Copy verbatim the part of the records below that begins with the line containing "Target: green slope" and continues through the end of the records.
# START OF Dataset extract
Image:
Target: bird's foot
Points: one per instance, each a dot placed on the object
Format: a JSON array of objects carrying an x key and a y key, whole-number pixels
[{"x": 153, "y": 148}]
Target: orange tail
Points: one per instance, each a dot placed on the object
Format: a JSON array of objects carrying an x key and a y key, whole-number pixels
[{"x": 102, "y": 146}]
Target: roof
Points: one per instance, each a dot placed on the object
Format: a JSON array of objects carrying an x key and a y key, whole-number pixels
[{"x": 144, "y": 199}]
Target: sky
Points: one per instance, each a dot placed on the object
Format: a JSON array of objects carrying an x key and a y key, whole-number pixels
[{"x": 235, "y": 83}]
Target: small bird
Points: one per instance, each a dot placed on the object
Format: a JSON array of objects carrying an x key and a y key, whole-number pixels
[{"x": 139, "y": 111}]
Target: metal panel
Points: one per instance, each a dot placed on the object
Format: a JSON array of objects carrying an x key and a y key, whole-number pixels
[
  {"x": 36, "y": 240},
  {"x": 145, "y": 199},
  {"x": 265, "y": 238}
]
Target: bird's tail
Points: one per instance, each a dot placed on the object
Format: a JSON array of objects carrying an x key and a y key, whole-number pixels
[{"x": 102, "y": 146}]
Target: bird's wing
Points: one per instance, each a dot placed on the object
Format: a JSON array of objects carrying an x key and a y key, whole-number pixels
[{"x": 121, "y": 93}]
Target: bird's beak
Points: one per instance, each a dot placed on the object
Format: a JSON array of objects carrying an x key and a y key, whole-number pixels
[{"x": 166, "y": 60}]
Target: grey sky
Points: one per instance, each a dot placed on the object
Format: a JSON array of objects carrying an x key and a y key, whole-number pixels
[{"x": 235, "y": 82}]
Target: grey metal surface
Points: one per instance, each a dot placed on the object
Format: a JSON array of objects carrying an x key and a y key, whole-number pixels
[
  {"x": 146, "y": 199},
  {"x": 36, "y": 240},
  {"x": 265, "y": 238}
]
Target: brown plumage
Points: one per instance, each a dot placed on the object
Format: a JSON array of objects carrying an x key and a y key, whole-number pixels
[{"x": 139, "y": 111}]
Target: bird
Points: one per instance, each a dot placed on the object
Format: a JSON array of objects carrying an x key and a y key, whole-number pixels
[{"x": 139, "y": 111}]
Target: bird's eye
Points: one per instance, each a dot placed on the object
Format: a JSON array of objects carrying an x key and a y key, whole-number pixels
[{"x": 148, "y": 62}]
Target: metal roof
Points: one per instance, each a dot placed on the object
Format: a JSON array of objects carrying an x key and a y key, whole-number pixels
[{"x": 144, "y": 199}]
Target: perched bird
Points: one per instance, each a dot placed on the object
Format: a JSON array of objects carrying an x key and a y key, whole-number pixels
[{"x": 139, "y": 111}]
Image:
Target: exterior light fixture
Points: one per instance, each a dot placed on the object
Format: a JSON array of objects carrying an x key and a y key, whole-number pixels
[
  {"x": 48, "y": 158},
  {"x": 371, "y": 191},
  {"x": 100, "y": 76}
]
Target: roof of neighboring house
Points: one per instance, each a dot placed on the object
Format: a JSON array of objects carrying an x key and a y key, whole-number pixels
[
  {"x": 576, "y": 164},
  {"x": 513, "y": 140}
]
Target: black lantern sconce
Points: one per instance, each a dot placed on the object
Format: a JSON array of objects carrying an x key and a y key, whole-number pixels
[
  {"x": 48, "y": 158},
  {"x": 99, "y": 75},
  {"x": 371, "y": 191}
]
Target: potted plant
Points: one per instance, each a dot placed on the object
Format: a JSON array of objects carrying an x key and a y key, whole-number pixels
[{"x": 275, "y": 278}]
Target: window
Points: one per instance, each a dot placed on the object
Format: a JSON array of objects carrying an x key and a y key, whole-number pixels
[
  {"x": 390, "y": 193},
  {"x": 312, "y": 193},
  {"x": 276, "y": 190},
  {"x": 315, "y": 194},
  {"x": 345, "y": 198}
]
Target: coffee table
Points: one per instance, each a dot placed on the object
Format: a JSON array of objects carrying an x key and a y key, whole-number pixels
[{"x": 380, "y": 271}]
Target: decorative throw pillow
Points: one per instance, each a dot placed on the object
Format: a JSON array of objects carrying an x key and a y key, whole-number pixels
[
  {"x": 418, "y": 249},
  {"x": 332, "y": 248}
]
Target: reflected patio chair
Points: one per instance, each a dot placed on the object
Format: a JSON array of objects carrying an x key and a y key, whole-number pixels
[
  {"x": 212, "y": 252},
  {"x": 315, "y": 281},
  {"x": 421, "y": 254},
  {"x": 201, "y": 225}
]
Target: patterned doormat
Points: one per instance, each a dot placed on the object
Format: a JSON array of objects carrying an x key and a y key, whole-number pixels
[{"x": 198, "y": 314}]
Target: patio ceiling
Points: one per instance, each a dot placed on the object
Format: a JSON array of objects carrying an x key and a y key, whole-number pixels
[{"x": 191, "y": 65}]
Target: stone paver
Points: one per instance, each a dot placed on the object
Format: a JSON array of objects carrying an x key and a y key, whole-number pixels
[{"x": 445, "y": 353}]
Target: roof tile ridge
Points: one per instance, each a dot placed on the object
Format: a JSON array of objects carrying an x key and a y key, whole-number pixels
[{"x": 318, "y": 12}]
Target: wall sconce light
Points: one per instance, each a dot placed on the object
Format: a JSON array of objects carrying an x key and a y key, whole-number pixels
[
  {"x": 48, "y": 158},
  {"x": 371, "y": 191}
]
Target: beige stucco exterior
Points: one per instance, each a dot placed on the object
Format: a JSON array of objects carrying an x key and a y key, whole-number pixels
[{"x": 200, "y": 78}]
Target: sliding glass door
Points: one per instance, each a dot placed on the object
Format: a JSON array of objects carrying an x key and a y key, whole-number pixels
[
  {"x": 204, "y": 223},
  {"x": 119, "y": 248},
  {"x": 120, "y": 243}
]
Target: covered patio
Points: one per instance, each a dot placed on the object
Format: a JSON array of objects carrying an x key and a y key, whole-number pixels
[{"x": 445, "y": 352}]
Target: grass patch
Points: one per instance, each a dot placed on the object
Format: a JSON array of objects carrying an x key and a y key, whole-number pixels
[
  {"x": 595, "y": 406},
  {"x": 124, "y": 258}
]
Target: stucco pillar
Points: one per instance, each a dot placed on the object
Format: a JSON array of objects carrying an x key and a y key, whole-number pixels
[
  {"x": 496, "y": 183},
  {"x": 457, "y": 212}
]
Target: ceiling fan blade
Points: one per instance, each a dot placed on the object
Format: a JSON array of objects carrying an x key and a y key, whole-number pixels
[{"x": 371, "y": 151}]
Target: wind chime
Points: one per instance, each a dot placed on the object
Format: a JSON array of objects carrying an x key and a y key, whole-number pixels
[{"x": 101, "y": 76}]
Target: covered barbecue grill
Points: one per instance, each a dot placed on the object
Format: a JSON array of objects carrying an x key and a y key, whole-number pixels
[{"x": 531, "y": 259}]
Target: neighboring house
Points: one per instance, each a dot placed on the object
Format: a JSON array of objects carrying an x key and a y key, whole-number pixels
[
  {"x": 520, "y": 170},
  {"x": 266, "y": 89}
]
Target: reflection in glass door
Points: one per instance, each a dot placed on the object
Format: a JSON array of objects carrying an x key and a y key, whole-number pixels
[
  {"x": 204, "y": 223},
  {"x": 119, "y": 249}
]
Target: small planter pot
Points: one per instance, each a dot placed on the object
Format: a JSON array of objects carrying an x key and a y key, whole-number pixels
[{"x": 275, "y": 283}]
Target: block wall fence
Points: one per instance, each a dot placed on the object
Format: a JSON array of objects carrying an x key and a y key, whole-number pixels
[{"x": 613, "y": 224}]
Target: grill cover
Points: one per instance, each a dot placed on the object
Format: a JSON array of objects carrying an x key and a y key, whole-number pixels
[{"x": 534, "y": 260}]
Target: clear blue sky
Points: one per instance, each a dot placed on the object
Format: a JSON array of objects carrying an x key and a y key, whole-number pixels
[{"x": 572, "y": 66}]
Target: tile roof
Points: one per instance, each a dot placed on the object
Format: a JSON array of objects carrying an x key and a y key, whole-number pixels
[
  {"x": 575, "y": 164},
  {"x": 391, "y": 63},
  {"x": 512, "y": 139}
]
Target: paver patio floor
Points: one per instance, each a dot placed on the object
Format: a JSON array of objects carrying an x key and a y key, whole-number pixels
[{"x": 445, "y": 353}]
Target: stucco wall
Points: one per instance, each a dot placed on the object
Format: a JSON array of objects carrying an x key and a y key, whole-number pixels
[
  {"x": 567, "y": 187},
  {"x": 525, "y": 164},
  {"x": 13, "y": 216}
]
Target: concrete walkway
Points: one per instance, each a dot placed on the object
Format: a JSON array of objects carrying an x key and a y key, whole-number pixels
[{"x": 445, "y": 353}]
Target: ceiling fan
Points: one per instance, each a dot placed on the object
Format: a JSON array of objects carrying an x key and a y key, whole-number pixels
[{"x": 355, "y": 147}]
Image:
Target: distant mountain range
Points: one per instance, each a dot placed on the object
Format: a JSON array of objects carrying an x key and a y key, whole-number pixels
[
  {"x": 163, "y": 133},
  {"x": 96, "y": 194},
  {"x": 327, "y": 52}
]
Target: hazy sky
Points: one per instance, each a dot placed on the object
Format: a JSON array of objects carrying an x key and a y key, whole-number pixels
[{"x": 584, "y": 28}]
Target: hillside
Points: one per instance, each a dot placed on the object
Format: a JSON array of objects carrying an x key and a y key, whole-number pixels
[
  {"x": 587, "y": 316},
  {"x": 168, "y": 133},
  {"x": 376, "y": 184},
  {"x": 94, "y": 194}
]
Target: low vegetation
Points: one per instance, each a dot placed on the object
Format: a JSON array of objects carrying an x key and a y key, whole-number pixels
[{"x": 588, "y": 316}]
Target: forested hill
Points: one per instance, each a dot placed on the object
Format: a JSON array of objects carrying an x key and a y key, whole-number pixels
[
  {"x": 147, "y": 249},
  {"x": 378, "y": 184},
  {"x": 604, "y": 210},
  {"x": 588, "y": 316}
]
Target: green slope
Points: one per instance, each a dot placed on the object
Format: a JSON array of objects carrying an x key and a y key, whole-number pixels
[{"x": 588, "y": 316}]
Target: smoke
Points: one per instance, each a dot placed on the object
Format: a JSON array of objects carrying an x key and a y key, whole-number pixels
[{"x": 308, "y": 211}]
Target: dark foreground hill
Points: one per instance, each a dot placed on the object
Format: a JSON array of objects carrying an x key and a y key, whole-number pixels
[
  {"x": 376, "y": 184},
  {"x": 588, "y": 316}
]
# END OF Dataset extract
▶ Output for this task
Target: green slope
Points: one per instance, each a dot placed on the object
Format: a JSON array of objects carrying an x key and a y key, whole-number pixels
[{"x": 588, "y": 316}]
Target: smoke
Points: one per instance, each a dot placed on the object
Format: a JSON array of objects carrying an x key and a y key, whole-number pixels
[{"x": 308, "y": 211}]
Target: dark foreground hill
Points: one per instance, each a dot placed on the object
Format: a JSON array of objects carrying an x key and a y key, whole-number pixels
[
  {"x": 376, "y": 184},
  {"x": 588, "y": 316}
]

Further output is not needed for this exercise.